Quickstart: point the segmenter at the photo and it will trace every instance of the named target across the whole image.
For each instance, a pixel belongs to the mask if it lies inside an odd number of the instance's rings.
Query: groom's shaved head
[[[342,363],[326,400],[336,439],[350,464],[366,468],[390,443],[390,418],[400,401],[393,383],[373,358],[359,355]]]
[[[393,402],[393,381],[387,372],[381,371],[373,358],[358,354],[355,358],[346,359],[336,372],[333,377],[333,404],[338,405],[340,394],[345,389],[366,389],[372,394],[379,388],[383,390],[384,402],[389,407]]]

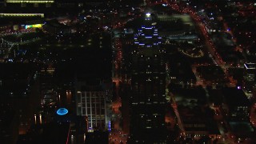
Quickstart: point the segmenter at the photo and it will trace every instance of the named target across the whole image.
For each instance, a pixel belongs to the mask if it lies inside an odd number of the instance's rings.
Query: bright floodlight
[[[59,108],[57,110],[57,114],[58,115],[65,115],[69,112],[69,110],[67,110],[66,108]]]
[[[150,13],[146,13],[146,17],[150,17],[150,15],[151,15]]]

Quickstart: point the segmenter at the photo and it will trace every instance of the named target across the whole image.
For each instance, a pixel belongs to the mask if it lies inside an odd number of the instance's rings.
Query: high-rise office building
[[[244,64],[244,86],[246,93],[251,94],[256,82],[256,63]]]
[[[158,46],[161,38],[150,17],[146,14],[146,25],[134,37],[129,143],[166,142],[165,50]]]
[[[87,131],[106,129],[106,95],[107,90],[100,85],[87,85],[78,89],[77,115],[86,118]]]

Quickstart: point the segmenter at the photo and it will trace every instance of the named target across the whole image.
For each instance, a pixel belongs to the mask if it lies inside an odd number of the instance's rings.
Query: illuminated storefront
[[[8,14],[0,13],[0,18],[2,17],[41,17],[44,18],[44,14]]]

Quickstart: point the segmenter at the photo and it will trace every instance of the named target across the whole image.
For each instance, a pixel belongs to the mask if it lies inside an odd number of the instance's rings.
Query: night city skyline
[[[0,143],[256,143],[254,0],[0,0]]]

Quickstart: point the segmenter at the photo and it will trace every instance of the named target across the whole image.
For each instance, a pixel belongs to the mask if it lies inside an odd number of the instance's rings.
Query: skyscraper
[[[132,52],[130,143],[166,142],[165,50],[149,17],[135,34],[138,45]]]
[[[256,63],[244,64],[244,90],[249,94],[252,93],[256,82]]]

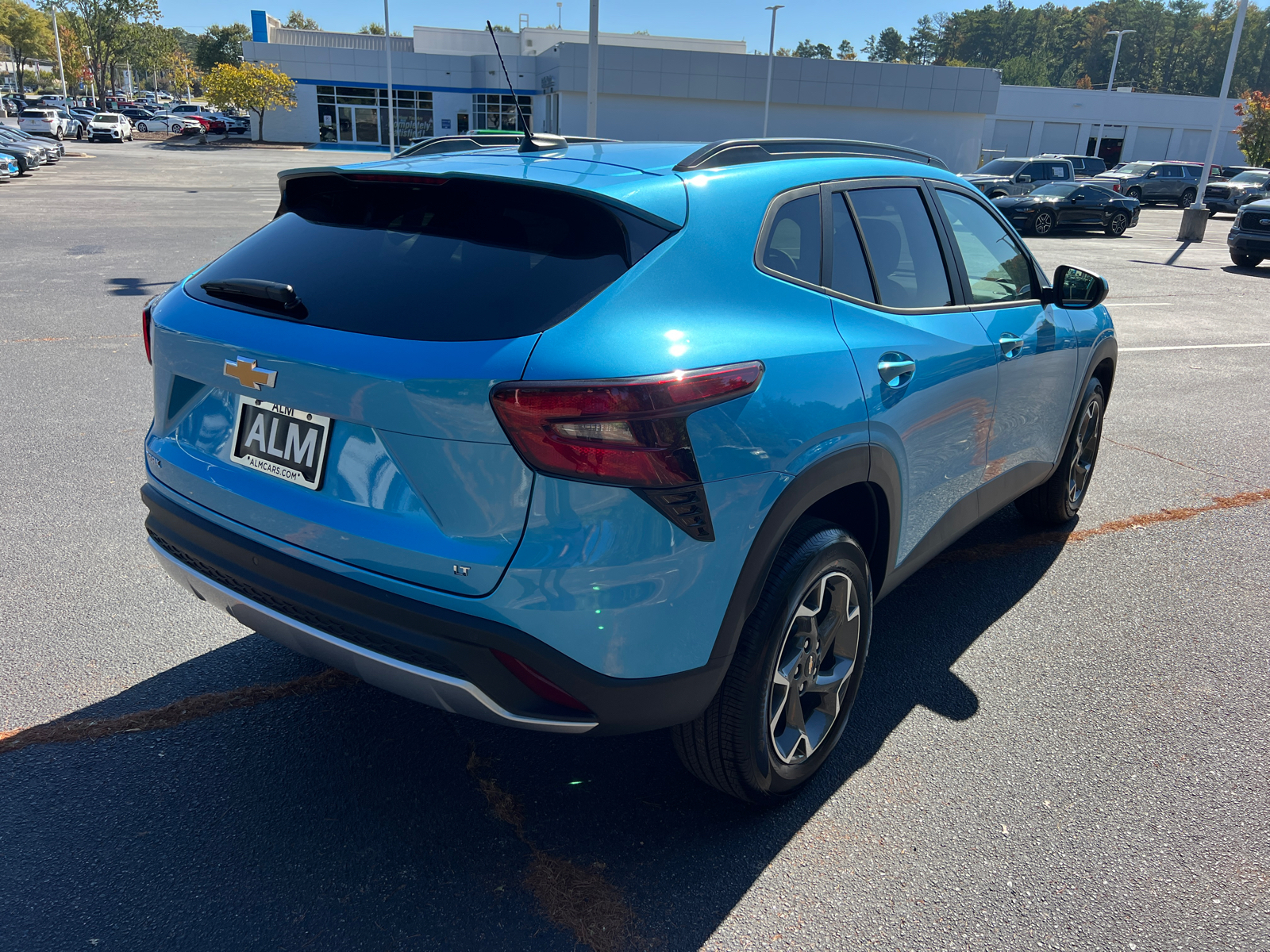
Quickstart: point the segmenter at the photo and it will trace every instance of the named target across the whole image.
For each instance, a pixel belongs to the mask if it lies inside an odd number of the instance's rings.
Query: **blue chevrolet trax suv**
[[[872,605],[1072,519],[1116,341],[937,160],[558,143],[281,175],[144,311],[146,529],[249,628],[444,711],[672,729],[752,802],[847,725]]]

+ + + +

(Prompt): Retype all the records above word for word, leaving out the pictures.

(Response to this task):
Quickstart: point the segmenter at the photo and it will trace every instance of the named target across the whole image.
For each instance, a pixel belongs to the mask if it lies inside an odd number of the instance's rings.
Query: groom's shaved head
[[[342,363],[326,400],[336,439],[350,464],[366,468],[390,443],[390,418],[400,401],[393,383],[373,358],[359,355]]]
[[[393,402],[393,381],[387,372],[381,371],[373,358],[358,354],[355,358],[346,359],[336,372],[333,377],[333,404],[338,405],[340,394],[345,389],[366,389],[372,394],[379,388],[383,390],[384,402],[389,407]]]

Quickstart: point the segmenter at the photo and it will trace every instance of the named target across the whole image.
For each instance, a pixel belongs to the mask if it lies inside an odd number of the instance's rings.
Query: bright floodlight
[[[59,108],[57,110],[57,114],[58,115],[65,115],[69,112],[69,110],[67,110],[66,108]]]
[[[150,13],[146,13],[146,17],[150,17],[150,15],[151,15]]]

Quickstart: point the segmenter at the photo and it will trace every instance of the named target across the whole image.
For each instance, a pixel belongs to the mask if it lies inside an odd number of the instance's rings.
Query: high-rise office building
[[[244,64],[244,86],[246,93],[251,94],[256,82],[256,63]]]
[[[158,46],[161,38],[150,17],[146,14],[146,25],[134,37],[129,143],[166,142],[165,50]]]
[[[87,131],[106,129],[106,95],[107,90],[100,85],[87,85],[78,89],[77,115],[86,118]]]

Quickstart: point the segmenter at the photo and it will trace every instance of the named target across the whole image.
For each instance, a pixel belongs to the mask if it lies inside an odd number of the instance's rings.
Query: illuminated storefront
[[[8,14],[0,13],[0,18],[2,17],[41,17],[44,18],[44,14]]]

Quickstart: point the segmenter at the photo and it will trace every instance of the named target across the whole image.
For each instance, a pixel belongs to the mask if it lies inside an odd number of the instance's rings.
Query: night city skyline
[[[0,143],[256,143],[254,0],[0,0]]]

Quickstart: point the segmenter at the photo and it will trace every instance of the named target across the whole image.
For each instance, a pixel belongs to the mask if it lies inside an odd number of the instance's rings.
Query: skyscraper
[[[132,52],[130,143],[166,142],[165,50],[149,17],[135,34],[138,45]]]
[[[256,63],[244,64],[244,90],[249,94],[252,93],[256,82]]]

Quickstart: point the segmenter at the photo and it will trace every instance of the named target across the whole image.
For each instance, a pixel belongs to the mask if it lies inside an odd number of the instance's rings.
Query: **blue chevrolet trax suv**
[[[872,605],[1072,519],[1116,341],[937,160],[558,143],[281,175],[144,311],[146,529],[249,628],[444,711],[672,729],[752,802],[847,725]]]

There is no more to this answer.